(Referring expression pointing data)
※ ※ ※
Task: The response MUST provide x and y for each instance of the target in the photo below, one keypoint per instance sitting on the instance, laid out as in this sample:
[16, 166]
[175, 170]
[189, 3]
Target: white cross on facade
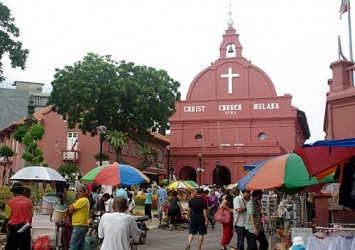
[230, 76]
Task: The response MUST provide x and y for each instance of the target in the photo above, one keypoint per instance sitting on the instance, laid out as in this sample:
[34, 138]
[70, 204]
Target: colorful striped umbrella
[180, 185]
[286, 173]
[115, 174]
[192, 183]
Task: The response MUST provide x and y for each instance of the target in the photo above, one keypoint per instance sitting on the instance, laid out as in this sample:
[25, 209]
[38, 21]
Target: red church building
[232, 115]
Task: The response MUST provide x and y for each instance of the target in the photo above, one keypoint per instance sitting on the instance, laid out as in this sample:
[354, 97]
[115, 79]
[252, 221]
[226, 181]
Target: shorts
[197, 227]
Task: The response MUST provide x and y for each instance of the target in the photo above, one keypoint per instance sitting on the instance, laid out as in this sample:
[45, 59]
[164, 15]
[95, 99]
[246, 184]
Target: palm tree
[148, 154]
[118, 140]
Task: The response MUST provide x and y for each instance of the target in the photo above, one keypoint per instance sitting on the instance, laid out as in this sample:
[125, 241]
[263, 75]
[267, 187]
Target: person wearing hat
[18, 212]
[148, 203]
[240, 216]
[80, 210]
[253, 224]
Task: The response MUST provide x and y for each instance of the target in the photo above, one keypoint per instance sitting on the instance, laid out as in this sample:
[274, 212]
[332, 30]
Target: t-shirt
[197, 205]
[100, 206]
[173, 204]
[81, 213]
[121, 193]
[19, 210]
[161, 194]
[116, 230]
[213, 200]
[239, 217]
[131, 204]
[148, 198]
[253, 209]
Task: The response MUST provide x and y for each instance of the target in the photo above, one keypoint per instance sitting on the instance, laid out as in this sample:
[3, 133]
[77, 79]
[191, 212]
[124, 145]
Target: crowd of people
[117, 227]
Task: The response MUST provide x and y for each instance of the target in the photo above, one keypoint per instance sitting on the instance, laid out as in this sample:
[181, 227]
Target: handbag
[222, 216]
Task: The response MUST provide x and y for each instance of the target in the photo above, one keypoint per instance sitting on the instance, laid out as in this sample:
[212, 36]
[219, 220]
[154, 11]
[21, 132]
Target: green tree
[9, 34]
[70, 170]
[7, 153]
[118, 141]
[122, 96]
[148, 154]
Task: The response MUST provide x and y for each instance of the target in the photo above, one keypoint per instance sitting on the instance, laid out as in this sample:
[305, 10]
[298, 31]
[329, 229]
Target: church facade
[232, 115]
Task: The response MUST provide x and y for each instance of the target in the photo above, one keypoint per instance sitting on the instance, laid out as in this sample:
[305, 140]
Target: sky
[292, 41]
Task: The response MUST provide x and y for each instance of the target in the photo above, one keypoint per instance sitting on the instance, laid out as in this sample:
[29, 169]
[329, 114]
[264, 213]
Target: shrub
[71, 196]
[6, 194]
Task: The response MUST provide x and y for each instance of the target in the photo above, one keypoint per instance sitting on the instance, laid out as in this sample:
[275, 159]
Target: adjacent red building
[232, 115]
[61, 145]
[339, 120]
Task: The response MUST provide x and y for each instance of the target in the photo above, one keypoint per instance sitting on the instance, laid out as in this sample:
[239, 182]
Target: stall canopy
[287, 173]
[323, 155]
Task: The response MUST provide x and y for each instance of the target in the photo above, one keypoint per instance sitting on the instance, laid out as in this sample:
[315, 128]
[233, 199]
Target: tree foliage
[148, 155]
[118, 141]
[69, 170]
[6, 152]
[120, 95]
[9, 44]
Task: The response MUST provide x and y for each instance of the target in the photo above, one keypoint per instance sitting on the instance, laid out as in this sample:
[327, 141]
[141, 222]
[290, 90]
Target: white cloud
[294, 42]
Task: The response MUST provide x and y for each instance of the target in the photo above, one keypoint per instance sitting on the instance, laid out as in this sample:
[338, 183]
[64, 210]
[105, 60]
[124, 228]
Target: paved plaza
[169, 240]
[159, 239]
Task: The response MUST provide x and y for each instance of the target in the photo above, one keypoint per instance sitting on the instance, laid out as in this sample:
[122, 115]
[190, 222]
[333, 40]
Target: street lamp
[200, 167]
[102, 131]
[217, 173]
[168, 168]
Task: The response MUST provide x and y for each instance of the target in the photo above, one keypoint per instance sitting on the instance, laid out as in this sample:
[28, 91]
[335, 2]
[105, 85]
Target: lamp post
[168, 168]
[200, 168]
[102, 132]
[217, 173]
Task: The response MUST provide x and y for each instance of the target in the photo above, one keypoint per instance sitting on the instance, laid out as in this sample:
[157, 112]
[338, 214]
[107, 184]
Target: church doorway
[221, 176]
[188, 173]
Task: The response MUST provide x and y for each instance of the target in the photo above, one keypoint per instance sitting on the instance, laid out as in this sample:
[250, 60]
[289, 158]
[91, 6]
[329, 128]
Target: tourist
[27, 193]
[62, 187]
[18, 212]
[198, 219]
[161, 197]
[100, 206]
[148, 203]
[227, 204]
[80, 210]
[212, 207]
[174, 211]
[240, 216]
[253, 224]
[131, 203]
[121, 192]
[117, 228]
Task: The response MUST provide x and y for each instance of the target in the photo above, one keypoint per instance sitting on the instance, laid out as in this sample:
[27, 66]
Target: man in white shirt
[117, 228]
[240, 216]
[161, 196]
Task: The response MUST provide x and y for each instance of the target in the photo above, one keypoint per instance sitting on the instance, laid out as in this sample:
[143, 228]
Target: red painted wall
[230, 116]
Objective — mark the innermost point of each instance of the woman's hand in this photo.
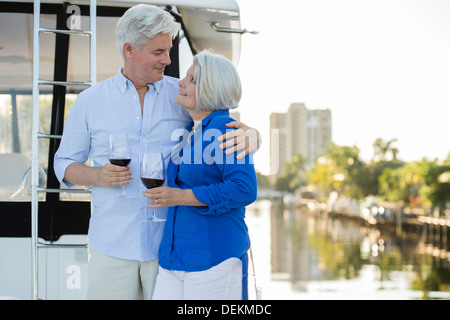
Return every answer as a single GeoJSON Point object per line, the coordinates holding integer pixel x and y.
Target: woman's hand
{"type": "Point", "coordinates": [169, 197]}
{"type": "Point", "coordinates": [244, 138]}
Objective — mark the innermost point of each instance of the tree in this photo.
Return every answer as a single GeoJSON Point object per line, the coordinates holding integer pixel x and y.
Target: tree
{"type": "Point", "coordinates": [381, 148]}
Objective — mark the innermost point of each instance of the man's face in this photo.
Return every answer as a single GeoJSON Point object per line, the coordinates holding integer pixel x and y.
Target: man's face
{"type": "Point", "coordinates": [147, 64]}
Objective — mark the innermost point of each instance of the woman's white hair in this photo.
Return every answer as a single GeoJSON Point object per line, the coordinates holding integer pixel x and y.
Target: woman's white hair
{"type": "Point", "coordinates": [143, 22]}
{"type": "Point", "coordinates": [218, 86]}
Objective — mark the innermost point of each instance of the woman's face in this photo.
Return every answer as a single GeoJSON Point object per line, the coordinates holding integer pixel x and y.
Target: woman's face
{"type": "Point", "coordinates": [186, 97]}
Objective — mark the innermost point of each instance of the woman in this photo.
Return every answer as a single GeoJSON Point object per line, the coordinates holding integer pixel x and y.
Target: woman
{"type": "Point", "coordinates": [203, 254]}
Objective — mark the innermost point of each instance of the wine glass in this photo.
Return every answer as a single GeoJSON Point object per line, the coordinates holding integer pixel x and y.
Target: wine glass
{"type": "Point", "coordinates": [153, 174]}
{"type": "Point", "coordinates": [120, 153]}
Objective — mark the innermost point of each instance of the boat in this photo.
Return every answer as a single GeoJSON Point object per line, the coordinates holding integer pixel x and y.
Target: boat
{"type": "Point", "coordinates": [49, 52]}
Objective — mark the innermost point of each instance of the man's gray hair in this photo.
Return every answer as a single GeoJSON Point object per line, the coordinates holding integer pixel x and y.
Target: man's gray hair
{"type": "Point", "coordinates": [218, 86]}
{"type": "Point", "coordinates": [143, 22]}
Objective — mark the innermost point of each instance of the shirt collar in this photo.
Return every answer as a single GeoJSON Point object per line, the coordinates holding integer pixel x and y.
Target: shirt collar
{"type": "Point", "coordinates": [123, 83]}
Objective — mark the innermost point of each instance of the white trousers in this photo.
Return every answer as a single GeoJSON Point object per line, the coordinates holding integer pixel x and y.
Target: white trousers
{"type": "Point", "coordinates": [221, 282]}
{"type": "Point", "coordinates": [118, 279]}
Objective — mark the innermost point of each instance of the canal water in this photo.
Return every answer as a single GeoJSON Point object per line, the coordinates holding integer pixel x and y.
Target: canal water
{"type": "Point", "coordinates": [299, 255]}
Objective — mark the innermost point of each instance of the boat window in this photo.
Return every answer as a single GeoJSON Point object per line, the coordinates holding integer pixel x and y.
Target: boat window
{"type": "Point", "coordinates": [16, 49]}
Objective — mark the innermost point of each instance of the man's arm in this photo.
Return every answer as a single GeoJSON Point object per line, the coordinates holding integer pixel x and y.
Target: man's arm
{"type": "Point", "coordinates": [244, 138]}
{"type": "Point", "coordinates": [109, 176]}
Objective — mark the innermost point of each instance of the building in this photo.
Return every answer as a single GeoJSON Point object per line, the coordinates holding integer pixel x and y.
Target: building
{"type": "Point", "coordinates": [300, 131]}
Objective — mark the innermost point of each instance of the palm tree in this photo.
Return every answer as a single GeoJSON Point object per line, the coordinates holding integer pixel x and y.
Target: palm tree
{"type": "Point", "coordinates": [382, 148]}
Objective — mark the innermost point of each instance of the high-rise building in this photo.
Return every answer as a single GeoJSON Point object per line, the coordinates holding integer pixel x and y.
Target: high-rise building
{"type": "Point", "coordinates": [300, 131]}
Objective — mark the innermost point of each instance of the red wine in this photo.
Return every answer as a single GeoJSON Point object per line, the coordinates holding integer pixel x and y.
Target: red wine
{"type": "Point", "coordinates": [152, 183]}
{"type": "Point", "coordinates": [120, 162]}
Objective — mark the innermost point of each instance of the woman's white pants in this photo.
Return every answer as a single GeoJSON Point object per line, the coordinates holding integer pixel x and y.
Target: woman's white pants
{"type": "Point", "coordinates": [221, 282]}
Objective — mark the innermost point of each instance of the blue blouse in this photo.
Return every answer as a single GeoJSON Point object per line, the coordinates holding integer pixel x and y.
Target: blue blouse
{"type": "Point", "coordinates": [198, 238]}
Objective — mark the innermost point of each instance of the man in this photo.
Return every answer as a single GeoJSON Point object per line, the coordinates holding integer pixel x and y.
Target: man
{"type": "Point", "coordinates": [139, 100]}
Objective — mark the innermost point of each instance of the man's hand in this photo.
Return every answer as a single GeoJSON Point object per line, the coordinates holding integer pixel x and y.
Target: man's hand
{"type": "Point", "coordinates": [169, 197]}
{"type": "Point", "coordinates": [114, 176]}
{"type": "Point", "coordinates": [244, 138]}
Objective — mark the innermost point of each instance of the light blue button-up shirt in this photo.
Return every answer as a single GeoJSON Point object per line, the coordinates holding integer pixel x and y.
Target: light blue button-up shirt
{"type": "Point", "coordinates": [122, 227]}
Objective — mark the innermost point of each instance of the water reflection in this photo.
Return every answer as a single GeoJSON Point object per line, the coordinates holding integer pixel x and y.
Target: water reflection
{"type": "Point", "coordinates": [301, 255]}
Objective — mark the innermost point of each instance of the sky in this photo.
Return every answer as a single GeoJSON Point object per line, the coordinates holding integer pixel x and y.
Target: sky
{"type": "Point", "coordinates": [381, 66]}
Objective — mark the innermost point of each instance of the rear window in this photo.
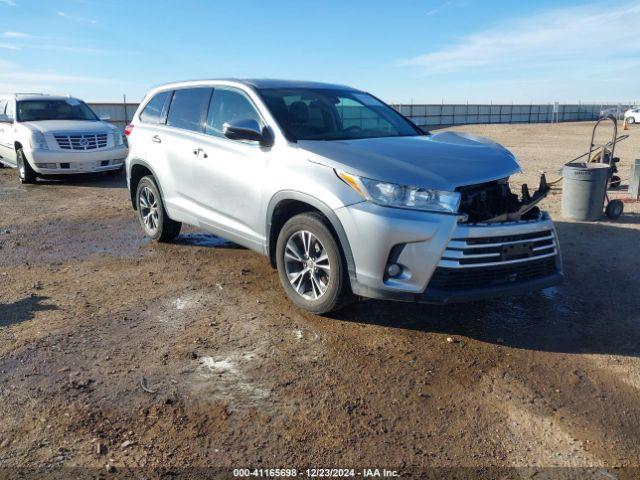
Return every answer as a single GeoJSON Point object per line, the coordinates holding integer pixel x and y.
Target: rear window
{"type": "Point", "coordinates": [153, 112]}
{"type": "Point", "coordinates": [188, 108]}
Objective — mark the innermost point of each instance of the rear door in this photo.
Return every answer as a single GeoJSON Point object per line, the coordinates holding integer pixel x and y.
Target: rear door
{"type": "Point", "coordinates": [181, 144]}
{"type": "Point", "coordinates": [230, 173]}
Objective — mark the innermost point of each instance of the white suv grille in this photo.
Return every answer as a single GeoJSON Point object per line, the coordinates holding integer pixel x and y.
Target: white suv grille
{"type": "Point", "coordinates": [82, 141]}
{"type": "Point", "coordinates": [500, 250]}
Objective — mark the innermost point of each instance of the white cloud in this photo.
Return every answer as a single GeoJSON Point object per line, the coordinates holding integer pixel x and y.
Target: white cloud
{"type": "Point", "coordinates": [77, 19]}
{"type": "Point", "coordinates": [17, 35]}
{"type": "Point", "coordinates": [585, 37]}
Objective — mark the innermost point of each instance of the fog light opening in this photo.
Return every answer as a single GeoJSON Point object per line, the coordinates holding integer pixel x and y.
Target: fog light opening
{"type": "Point", "coordinates": [394, 270]}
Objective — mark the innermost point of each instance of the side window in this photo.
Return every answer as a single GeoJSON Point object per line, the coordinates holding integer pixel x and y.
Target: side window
{"type": "Point", "coordinates": [152, 113]}
{"type": "Point", "coordinates": [11, 110]}
{"type": "Point", "coordinates": [188, 108]}
{"type": "Point", "coordinates": [227, 105]}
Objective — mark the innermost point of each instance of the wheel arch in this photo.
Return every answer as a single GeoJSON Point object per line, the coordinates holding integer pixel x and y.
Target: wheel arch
{"type": "Point", "coordinates": [138, 170]}
{"type": "Point", "coordinates": [288, 203]}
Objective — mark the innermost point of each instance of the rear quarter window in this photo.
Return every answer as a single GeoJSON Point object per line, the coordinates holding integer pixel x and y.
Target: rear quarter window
{"type": "Point", "coordinates": [188, 108]}
{"type": "Point", "coordinates": [154, 111]}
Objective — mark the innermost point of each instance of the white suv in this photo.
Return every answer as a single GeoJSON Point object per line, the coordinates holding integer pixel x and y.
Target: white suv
{"type": "Point", "coordinates": [43, 135]}
{"type": "Point", "coordinates": [632, 115]}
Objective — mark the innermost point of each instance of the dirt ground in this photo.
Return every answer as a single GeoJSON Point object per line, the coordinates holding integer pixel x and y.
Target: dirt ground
{"type": "Point", "coordinates": [234, 376]}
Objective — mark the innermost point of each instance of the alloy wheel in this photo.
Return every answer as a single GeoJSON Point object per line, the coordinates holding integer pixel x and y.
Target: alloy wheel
{"type": "Point", "coordinates": [307, 265]}
{"type": "Point", "coordinates": [149, 210]}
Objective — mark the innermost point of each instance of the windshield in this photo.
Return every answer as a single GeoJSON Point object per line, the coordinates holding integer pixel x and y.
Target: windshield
{"type": "Point", "coordinates": [71, 109]}
{"type": "Point", "coordinates": [333, 114]}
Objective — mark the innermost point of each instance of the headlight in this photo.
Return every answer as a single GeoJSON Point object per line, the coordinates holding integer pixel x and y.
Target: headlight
{"type": "Point", "coordinates": [38, 142]}
{"type": "Point", "coordinates": [118, 138]}
{"type": "Point", "coordinates": [403, 196]}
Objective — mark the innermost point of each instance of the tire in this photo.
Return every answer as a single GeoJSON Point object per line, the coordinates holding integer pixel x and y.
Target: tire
{"type": "Point", "coordinates": [614, 209]}
{"type": "Point", "coordinates": [151, 212]}
{"type": "Point", "coordinates": [27, 174]}
{"type": "Point", "coordinates": [311, 264]}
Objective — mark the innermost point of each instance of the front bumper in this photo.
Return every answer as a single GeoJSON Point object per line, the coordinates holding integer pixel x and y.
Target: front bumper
{"type": "Point", "coordinates": [444, 261]}
{"type": "Point", "coordinates": [53, 162]}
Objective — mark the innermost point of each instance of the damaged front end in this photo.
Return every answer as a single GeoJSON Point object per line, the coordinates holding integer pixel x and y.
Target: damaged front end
{"type": "Point", "coordinates": [494, 201]}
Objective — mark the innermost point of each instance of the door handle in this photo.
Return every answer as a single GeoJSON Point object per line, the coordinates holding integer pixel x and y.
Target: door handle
{"type": "Point", "coordinates": [199, 151]}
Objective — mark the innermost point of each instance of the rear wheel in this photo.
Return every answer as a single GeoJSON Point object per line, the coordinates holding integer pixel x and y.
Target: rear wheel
{"type": "Point", "coordinates": [27, 174]}
{"type": "Point", "coordinates": [153, 218]}
{"type": "Point", "coordinates": [311, 266]}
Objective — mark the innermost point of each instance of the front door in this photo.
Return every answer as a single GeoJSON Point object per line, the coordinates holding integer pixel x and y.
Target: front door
{"type": "Point", "coordinates": [7, 132]}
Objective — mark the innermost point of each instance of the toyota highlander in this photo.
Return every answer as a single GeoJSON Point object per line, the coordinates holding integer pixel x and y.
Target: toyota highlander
{"type": "Point", "coordinates": [346, 197]}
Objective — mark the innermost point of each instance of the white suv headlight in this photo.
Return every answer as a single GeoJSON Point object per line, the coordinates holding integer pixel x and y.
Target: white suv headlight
{"type": "Point", "coordinates": [118, 138]}
{"type": "Point", "coordinates": [403, 196]}
{"type": "Point", "coordinates": [38, 142]}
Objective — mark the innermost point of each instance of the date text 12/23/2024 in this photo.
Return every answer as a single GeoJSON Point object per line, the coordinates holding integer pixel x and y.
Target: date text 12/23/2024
{"type": "Point", "coordinates": [315, 473]}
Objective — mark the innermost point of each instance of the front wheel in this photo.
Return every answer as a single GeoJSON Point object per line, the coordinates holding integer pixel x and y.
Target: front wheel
{"type": "Point", "coordinates": [27, 174]}
{"type": "Point", "coordinates": [311, 267]}
{"type": "Point", "coordinates": [153, 218]}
※ ※ ※
(About this task) Would you please copy exactly the part of the entries above that begins at the line containing "Target: front bumper" and ends at the line containing "suv headlight in this photo.", both lines included?

(Written answer)
Target: front bumper
{"type": "Point", "coordinates": [444, 261]}
{"type": "Point", "coordinates": [53, 162]}
Objective — mark the innermost point of each instance of the damaged front end in this photo.
Return every answer as a single GeoJSON Point object per line, the coordinates holding integer pixel x and y.
Target: damaged front end
{"type": "Point", "coordinates": [494, 201]}
Objective — mark the innermost point of each instance of the door handle in this photo.
Return every answer as a single GeoJSON Point object per line, the coordinates holding integer pixel x and y.
Target: door handle
{"type": "Point", "coordinates": [199, 151]}
Objective — mark the innermost point of each instance of the rear wheel in this photo.
Return every answer as a single GeoJSON Point object per line, the coordinates holding integer pixel x and y.
Target: rear wheel
{"type": "Point", "coordinates": [27, 174]}
{"type": "Point", "coordinates": [153, 218]}
{"type": "Point", "coordinates": [311, 266]}
Objective — mark the innermost point of each instance of the front door in this photo.
Return every answer as a single GeoJSON Point object per line, the coordinates holding integer pixel x and y.
Target: front door
{"type": "Point", "coordinates": [7, 132]}
Objective — mark the innermost point of each instance of the toyota highlander in this photo.
Return every answer as a single GeoJSON Point object per line, the coordinates holding integer pixel x and y.
Target: toyota highlander
{"type": "Point", "coordinates": [346, 197]}
Objective — mark the innermost point of each instance of the white suv headlight in this photo.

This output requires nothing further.